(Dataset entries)
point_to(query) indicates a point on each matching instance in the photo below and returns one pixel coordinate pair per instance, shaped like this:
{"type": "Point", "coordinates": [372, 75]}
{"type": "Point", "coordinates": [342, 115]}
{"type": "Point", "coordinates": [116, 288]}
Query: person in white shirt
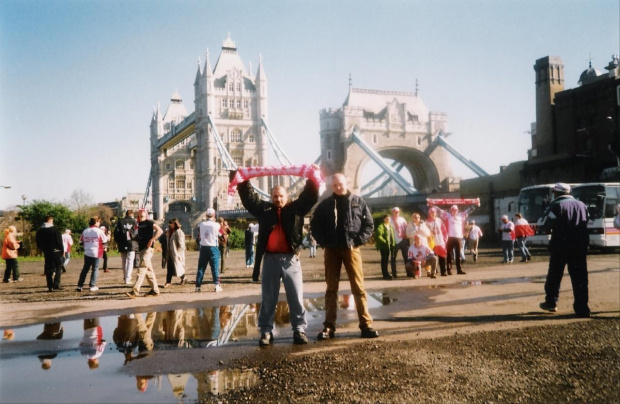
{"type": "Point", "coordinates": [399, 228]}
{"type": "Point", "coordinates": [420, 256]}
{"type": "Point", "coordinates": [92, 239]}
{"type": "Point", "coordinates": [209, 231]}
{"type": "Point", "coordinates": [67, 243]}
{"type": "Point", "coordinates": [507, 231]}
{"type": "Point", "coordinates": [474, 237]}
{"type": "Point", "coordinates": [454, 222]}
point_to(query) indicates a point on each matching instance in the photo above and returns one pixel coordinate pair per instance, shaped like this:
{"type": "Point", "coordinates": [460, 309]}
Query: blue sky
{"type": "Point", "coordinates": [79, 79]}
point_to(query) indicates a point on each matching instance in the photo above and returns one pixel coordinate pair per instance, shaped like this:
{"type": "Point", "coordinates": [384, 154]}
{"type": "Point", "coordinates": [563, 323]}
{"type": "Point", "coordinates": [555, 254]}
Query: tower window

- _WORK TO COMPLETE_
The copy should match each line above exactly and contain no images.

- _TASK ANSWER_
point_to(query) indicates a point on each matching instance in the photo below and returns one pixel coordinate pair per instance, shaped like this:
{"type": "Point", "coordinates": [372, 75]}
{"type": "Point", "coordinates": [342, 115]}
{"type": "Point", "coordinates": [116, 288]}
Query: person in white shirt
{"type": "Point", "coordinates": [399, 228]}
{"type": "Point", "coordinates": [420, 256]}
{"type": "Point", "coordinates": [92, 239]}
{"type": "Point", "coordinates": [209, 231]}
{"type": "Point", "coordinates": [67, 243]}
{"type": "Point", "coordinates": [507, 231]}
{"type": "Point", "coordinates": [474, 237]}
{"type": "Point", "coordinates": [454, 222]}
point_to(query) indicates a point on each matching instance in the photo above and returns one pixel coordinate pair per instance, shaped like this:
{"type": "Point", "coordinates": [460, 309]}
Query: blue sky
{"type": "Point", "coordinates": [79, 79]}
point_to(query) indicates a point on each matching instance in the photo above and returns one pixel coordinate pair per instance, shaped like this:
{"type": "Point", "coordinates": [384, 154]}
{"type": "Point", "coordinates": [563, 323]}
{"type": "Point", "coordinates": [555, 254]}
Query: tower window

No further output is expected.